[EXCERPTED RECORDS]
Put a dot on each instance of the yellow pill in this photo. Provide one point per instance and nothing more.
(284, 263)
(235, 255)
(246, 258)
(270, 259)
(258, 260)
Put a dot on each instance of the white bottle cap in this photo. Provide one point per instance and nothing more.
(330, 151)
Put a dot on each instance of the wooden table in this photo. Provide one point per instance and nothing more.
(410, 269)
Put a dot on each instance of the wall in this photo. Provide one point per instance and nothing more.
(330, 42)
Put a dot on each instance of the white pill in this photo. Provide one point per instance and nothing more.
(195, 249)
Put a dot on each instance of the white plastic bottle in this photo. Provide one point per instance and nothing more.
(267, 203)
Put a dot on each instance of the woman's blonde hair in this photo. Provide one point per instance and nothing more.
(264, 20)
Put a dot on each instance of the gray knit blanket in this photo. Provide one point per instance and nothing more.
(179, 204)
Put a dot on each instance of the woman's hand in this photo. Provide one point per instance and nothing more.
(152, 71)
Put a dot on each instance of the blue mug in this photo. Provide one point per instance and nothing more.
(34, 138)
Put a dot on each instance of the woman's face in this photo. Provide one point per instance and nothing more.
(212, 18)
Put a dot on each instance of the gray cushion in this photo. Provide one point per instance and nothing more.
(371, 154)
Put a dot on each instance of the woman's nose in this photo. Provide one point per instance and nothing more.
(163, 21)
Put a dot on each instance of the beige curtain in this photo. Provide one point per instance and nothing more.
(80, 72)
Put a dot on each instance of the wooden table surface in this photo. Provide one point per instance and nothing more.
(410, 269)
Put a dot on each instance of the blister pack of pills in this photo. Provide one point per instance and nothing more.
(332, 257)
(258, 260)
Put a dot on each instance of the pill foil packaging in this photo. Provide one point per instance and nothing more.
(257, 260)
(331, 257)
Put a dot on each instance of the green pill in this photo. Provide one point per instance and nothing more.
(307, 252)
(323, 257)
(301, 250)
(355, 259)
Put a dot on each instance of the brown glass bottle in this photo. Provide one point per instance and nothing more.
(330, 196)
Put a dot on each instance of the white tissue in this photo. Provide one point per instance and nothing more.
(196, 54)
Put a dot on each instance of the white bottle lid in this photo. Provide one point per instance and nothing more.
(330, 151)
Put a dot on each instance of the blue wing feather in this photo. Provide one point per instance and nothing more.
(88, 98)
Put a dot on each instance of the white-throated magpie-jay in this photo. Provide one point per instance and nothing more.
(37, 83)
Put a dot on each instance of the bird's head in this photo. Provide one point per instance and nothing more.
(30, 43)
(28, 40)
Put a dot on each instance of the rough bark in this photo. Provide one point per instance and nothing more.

[WORK TO DO] Copy every line exactly. Leave nothing out.

[ANSWER BELOW]
Put a dot on each instance of the yellow pill in this photo. Provide one point per instance and nothing more.
(284, 263)
(235, 255)
(246, 258)
(270, 259)
(258, 260)
Put a dot on each instance of the white bottle cap in this photo. Provide one point per instance and nothing more.
(330, 151)
Put a dot on each instance of the wooden table in this photo. Provide one point per instance and nothing more.
(410, 269)
Put a dot on each instance of the wall in this photo. Provide one point per instance and nothing more.
(330, 42)
Put a dot on each instance of the white pill in this photo. Provide one point per instance and nothing more.
(195, 249)
Put a dot on each instance of the white plastic bottle in this photo. Provide one point per instance and nothing more.
(267, 203)
Put a dot on each instance of the woman's blonde hair in this photo. Provide one point per instance and nothing more.
(264, 20)
Put a dot on each instance of the gray knit blanket in this photo. Provide one point per instance and nothing more.
(179, 204)
Put a dot on each instance of the woman's hand in this photo. Provide one point per instance and nothing more.
(152, 71)
Put a dot on each instance of the blue mug in this photo. Provide one point per instance and nothing more.
(34, 138)
Put a dot on each instance of the woman's face in this photo. Provide one point per instance and nothing more.
(212, 18)
Put a dot on each instance of the gray cushion in this photo. Provide one point per instance and nothing more.
(371, 154)
Put a dot on each instance of the woman's nose in this photo. Provide one point per instance and nothing more.
(163, 21)
Put a dot on each instance of the beige curtain in this photo. Provide one point per instance and nothing more.
(80, 72)
Put a dot on each instance of the wooden table surface in this photo. Provide one point per instance and nothing more.
(410, 269)
Put a dot on each instance of the blister pack of pills in this photo. Provide one point per instance and nothing more.
(332, 257)
(258, 260)
Put a dot on each instance of the pill foil packaging in this photo. Provide one point per instance and nothing more.
(257, 260)
(331, 257)
Put a dot on each instance of the green pill in this photo. Provide one point per instance and nothing more.
(307, 252)
(323, 257)
(301, 250)
(355, 259)
Put a dot on each instance of the brown glass bottle in this photo. Provide one point per instance and nothing more.
(330, 196)
Put a dot on each instance of the white tissue in this photo. Provide one point per instance and nothing more.
(196, 54)
Put a dot on each instance of the white bottle lid in this photo. Provide one point per instance and nothing more.
(330, 151)
Put a dot on each instance of the blue wing feather in this photo. Provide one point per instance and nothing more.
(88, 98)
Put a dot on each instance of the white-throated magpie-jay in this photo. Provide one point per instance and nothing more.
(37, 83)
Put a dot on each instance of the bird's head in this photo. Provide one point per instance and nothing more.
(30, 43)
(28, 40)
Put a dot on each instance of the rough bark in this photo. Provide one point per instance and nothing more.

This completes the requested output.